>>>

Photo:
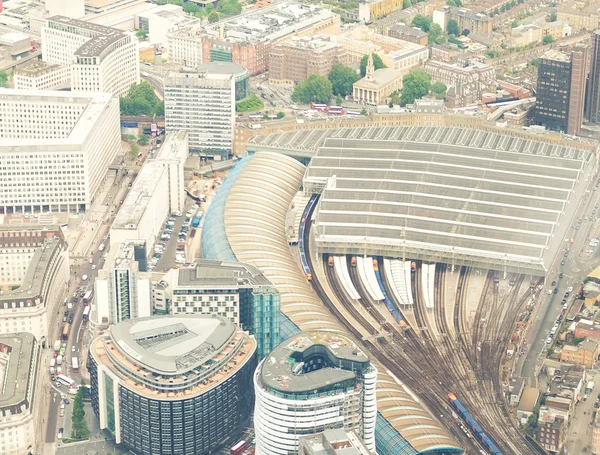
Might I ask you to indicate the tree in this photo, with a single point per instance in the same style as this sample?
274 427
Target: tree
142 33
439 90
436 36
191 7
377 63
316 88
416 85
452 28
141 100
342 78
422 22
3 79
229 7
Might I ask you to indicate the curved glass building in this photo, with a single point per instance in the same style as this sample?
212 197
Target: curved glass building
173 385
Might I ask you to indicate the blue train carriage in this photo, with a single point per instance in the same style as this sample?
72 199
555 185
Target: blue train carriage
473 425
386 300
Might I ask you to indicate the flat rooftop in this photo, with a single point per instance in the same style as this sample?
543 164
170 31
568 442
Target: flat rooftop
172 344
16 362
220 275
282 369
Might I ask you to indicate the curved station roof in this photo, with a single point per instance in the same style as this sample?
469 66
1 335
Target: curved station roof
457 195
255 225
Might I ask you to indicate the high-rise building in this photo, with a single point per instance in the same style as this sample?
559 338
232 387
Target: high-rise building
203 103
102 59
312 382
592 104
178 385
561 90
19 355
237 291
55 148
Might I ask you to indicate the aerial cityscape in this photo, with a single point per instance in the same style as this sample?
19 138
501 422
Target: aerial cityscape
299 227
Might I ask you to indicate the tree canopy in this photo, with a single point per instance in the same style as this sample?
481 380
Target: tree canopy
342 78
415 85
316 88
141 100
452 27
377 63
422 22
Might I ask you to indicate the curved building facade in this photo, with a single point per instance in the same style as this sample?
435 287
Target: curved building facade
310 383
174 385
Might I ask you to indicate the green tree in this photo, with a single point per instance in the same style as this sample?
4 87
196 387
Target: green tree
436 36
422 22
316 88
415 85
452 27
342 78
229 7
141 100
439 90
377 63
142 33
3 79
191 7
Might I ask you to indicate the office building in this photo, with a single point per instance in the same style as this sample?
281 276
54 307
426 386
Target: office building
34 273
158 190
237 291
297 58
312 382
333 442
561 90
178 385
55 148
122 291
247 39
102 59
592 104
203 103
19 355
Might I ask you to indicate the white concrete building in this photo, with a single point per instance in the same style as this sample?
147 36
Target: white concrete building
122 292
157 191
102 59
40 75
19 357
204 104
34 272
330 384
55 148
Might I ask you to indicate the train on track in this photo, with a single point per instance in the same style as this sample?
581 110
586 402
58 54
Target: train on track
473 425
301 247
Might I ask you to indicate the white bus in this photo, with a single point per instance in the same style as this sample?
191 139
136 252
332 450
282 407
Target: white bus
65 380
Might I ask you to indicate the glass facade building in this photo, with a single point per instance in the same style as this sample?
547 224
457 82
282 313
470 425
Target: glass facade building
194 409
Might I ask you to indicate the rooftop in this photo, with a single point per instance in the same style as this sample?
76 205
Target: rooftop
216 274
18 361
283 371
172 344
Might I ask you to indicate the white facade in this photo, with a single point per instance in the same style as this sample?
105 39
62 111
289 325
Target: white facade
204 105
158 190
102 59
55 148
48 77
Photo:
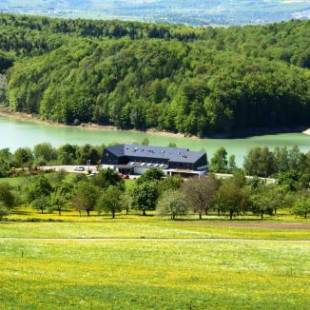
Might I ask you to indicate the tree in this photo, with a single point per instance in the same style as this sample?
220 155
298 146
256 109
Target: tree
152 174
88 153
301 206
60 197
7 200
23 156
145 141
219 161
108 177
199 193
4 211
232 166
172 203
86 197
261 204
145 196
260 162
231 198
41 203
67 154
7 197
39 187
45 152
110 201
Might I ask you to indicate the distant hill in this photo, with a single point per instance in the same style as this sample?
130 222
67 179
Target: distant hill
194 12
194 80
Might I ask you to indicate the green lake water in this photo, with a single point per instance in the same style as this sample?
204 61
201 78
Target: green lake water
14 134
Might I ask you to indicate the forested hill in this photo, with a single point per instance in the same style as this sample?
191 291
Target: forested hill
134 75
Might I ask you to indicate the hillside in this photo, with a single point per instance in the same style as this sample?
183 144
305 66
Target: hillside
199 81
195 12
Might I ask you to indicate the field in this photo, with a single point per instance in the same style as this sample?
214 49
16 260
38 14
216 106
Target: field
134 262
198 12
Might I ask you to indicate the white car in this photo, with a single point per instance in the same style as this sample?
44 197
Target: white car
79 169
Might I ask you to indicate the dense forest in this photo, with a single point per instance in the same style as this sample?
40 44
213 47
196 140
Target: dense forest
199 81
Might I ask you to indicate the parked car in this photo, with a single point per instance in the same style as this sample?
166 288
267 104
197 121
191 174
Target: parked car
79 169
123 176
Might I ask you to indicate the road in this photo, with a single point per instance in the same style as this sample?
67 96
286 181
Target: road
93 169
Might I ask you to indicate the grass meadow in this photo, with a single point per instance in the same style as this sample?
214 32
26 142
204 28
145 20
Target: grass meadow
134 262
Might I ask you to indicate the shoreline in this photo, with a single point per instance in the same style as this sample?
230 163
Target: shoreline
20 116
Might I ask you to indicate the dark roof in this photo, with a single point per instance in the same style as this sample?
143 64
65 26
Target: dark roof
181 155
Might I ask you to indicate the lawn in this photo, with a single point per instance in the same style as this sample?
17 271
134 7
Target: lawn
154 274
137 262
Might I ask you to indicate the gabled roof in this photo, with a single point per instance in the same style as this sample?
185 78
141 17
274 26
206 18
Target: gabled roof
180 155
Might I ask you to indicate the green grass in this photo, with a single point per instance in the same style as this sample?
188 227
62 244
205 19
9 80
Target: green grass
145 274
29 224
153 263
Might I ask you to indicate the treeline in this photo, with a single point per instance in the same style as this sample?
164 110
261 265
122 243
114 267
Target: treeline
290 167
106 193
199 81
43 154
287 41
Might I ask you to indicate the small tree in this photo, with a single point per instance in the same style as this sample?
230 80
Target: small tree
7 197
41 203
7 200
45 151
85 198
145 141
302 206
145 196
60 197
172 203
110 201
38 187
219 161
4 211
231 198
232 166
261 204
108 177
199 193
23 157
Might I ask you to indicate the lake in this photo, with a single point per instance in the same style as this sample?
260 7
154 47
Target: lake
15 133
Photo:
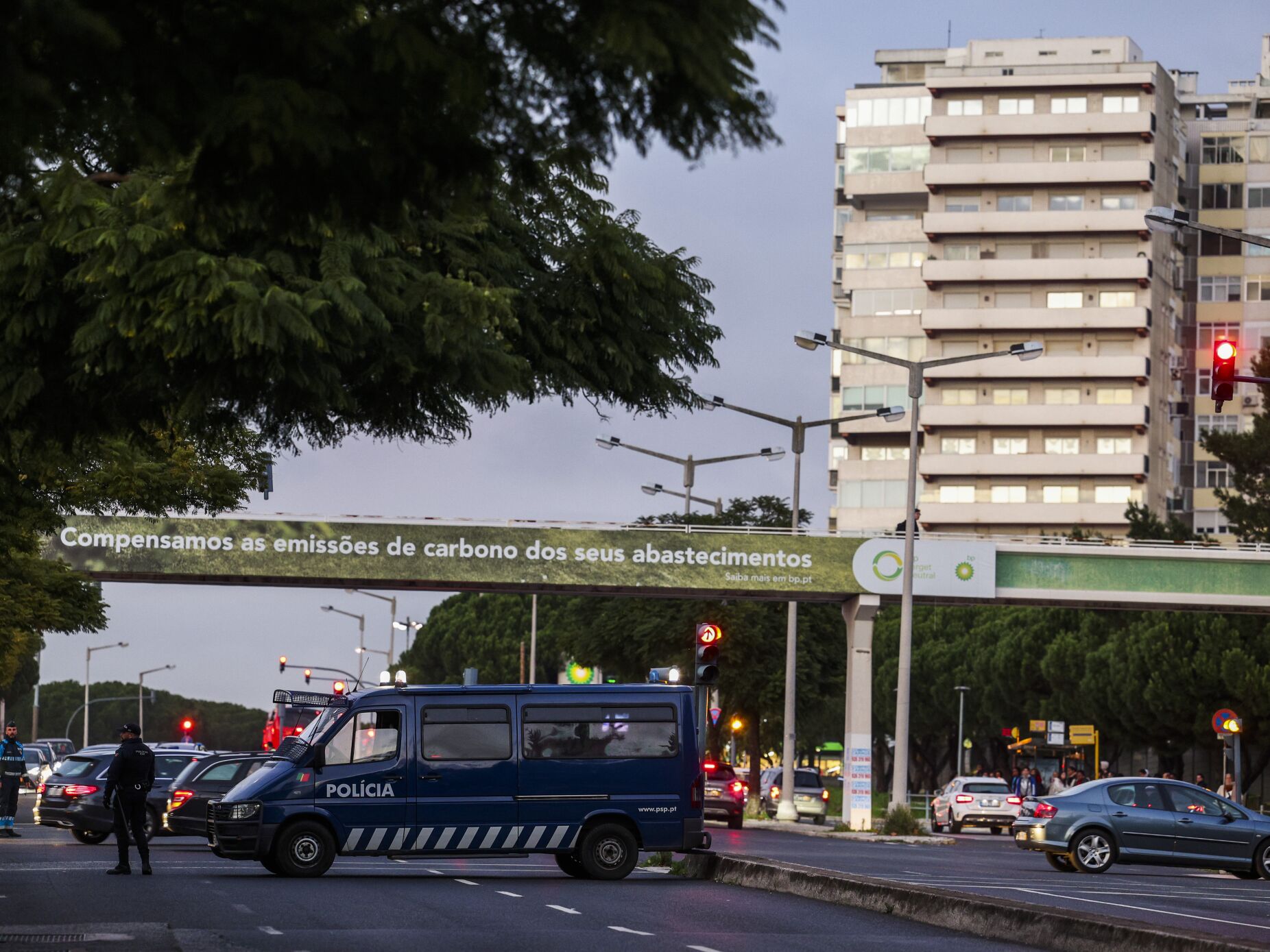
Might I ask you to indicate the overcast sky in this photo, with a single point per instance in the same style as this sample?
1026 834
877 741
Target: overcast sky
761 223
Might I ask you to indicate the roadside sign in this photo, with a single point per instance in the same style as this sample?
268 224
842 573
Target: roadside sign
1221 718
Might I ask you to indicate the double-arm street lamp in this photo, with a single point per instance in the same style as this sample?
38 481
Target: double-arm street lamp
916 377
688 463
798 428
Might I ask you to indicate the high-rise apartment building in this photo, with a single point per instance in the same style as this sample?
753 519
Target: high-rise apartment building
1227 282
994 195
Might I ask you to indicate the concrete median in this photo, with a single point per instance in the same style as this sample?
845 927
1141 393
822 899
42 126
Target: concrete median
987 917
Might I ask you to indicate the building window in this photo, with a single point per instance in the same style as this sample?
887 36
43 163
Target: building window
898 111
1113 446
1222 150
1119 104
1221 196
966 107
1114 396
1009 494
1067 104
958 446
1061 494
1064 299
1067 154
1219 287
1010 396
1118 299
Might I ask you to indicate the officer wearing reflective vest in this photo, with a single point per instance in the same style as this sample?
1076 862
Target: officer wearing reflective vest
13 768
128 781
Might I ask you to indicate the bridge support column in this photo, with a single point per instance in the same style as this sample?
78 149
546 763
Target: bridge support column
858 742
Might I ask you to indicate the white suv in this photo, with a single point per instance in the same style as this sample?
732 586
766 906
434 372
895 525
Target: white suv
974 801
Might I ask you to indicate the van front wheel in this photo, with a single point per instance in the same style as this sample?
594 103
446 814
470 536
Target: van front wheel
609 852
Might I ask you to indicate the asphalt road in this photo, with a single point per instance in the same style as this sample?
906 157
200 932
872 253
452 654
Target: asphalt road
1201 900
195 901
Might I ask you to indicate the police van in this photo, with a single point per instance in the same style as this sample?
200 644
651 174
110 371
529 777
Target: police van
588 773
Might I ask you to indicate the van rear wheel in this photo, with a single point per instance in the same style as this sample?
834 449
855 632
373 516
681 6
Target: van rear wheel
609 852
571 865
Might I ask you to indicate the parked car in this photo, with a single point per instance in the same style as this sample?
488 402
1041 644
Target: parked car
811 797
73 795
1143 820
207 779
974 801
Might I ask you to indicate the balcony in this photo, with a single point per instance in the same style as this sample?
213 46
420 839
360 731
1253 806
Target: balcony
935 319
981 415
937 515
1140 171
940 127
1071 367
1033 223
935 272
1033 465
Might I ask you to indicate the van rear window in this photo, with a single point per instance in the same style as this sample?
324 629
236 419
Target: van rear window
581 731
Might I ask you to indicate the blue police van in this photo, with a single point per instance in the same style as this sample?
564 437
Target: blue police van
588 773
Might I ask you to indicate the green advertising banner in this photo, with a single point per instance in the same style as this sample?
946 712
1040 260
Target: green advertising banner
453 557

<<<

Starting with the line that contains "Might I ask you to indicate the balcony" and going on through the last line, give those lines again with "balcony" swapped for "terrace" and nothing else changed.

Might I ask you to indicate the terrace in this photo, with a single point per instance in the same style as this sample?
213 46
420 839
360 731
1253 806
Target: terrace
935 319
981 415
937 515
1140 171
940 127
1071 367
1033 223
935 272
1033 465
Might I ask you to indicate the van rear window in this photo, with a single point per instance in the same style as this sample?
324 629
236 419
Target: van rear window
581 731
Might I ask you to indicate the blue police van in this photo, with a single point per instance in the same style as this sample?
564 437
Target: blue police van
588 773
Might I ask you to indicate the green advertising banner in this photo, with a single point per instance in the same style as this sample?
946 712
1040 260
Target: green advertising banner
453 557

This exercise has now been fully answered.